→ **Exercises to complete**
1. Reproduce the stretch of the news article about Boris Johnson and lobbying from "In further developments, the" through "to contact him.".
2. Translate this sentence from the article about Boris Johnson and lobbying into Spanish: "Downing Street did not deny that Simon Case, the top civil servant, made the recommendation."
3. Extend the news article about Boris Johnson and lobbying by writing what comes after its last sentence.

→ **Reading text**
◆ ◆ ◆ ◆ ◆
Labour activists wearing face masks, depicting prime minister Boris Johnson, chancellor Rishi Sunak, health secretary Matt Hancock and former PM David Cameron - Credit: PA

The opposition has demanded that the powerful Liaison Committee of MPs holds an urgent investigation into Boris Johnson’s conduct after fresh revelations about Tory sleaze.

The call came after it emerged the prime minister exchanged text messages with billionaire James Dyson over the tax status of his employees.

Johnson promised the entrepreneur he would “fix” the issue after personal lobbying from Dyson as he sought to build ventilators early in the coronavirus crisis.

In further developments, the Times reported that Johnson rejected his cabinet secretary’s advice to change his phone number because of concerns over the ease with which lobbyists and others from the business world were able to contact him.

Downing Street did not deny that Simon Case, the top civil servant, made the recommendation.

Labour’s Rachel Reeves has now issued the call for Sir Bernard Jenkin, the chairman of the Commons Liaison Committee comprised of select committee chairs, to launch an investigation.
◆ ◆ ◆ ◆ ◆
→ **Information shown**
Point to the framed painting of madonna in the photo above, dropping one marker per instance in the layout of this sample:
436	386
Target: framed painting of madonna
◆ ◆ ◆ ◆ ◆
→ **Expected results**
1.
In further developments, the Times reported that Johnson rejected his cabinet secretary’s advice to change his phone number because of concerns over the ease with which lobbyists and others from the business world were able to contact him.

2. Downing Street no negó que Simon Case, el funcionario público de más alto rango, hubiera hecho la recomendación.

3.
The shadow chancellor of the Duchy of Lancaster said the prime minister must give evidence before the cross-party group of MPs “about the ongoing cronyism row”.

She called for all correspondence from Johnson’s phone about government business to be released and for No 10 to release details of communications between ministers, officials and lobbyists.

In a statement, Reeves added: “Revelations today seem to confirm a growing feeling that if one has access to a telephone number of someone like the prime minister or the chancellor of the Exchequer, then they are able to gain special treatment, potentially even significant financial ones.

“We need the prime minister to appear before the Liaison Committee immediately and for a thorough investigation into his conduct on this matter.”

The Dyson messages emerged as the government faces sustained allegations of “cronyism” after a series of reports of former prime minister David Cameron lobbying for his employer, Greensill Capital.

Labour MP Dame Margaret Hodge, a former chairwoman of the Commons Public Accounts Committee, told BBC Newsnight: “What we’re getting to is an era where now it seems if you have the phone number of Rishi Sunak or (health secretary) Matt Hancock or indeed Boris Johnson you can do business by text message.

“And what you do is jump the queue, you rig the system and you grab the cash. And that just isn’t on.”

In a statement, Dyson said: “When the prime minister rang me to ask Dyson to urgently build ventilators, of course I said yes.

“We were in the midst of a national emergency and I am hugely proud of Dyson’s response – I would do the same again if asked.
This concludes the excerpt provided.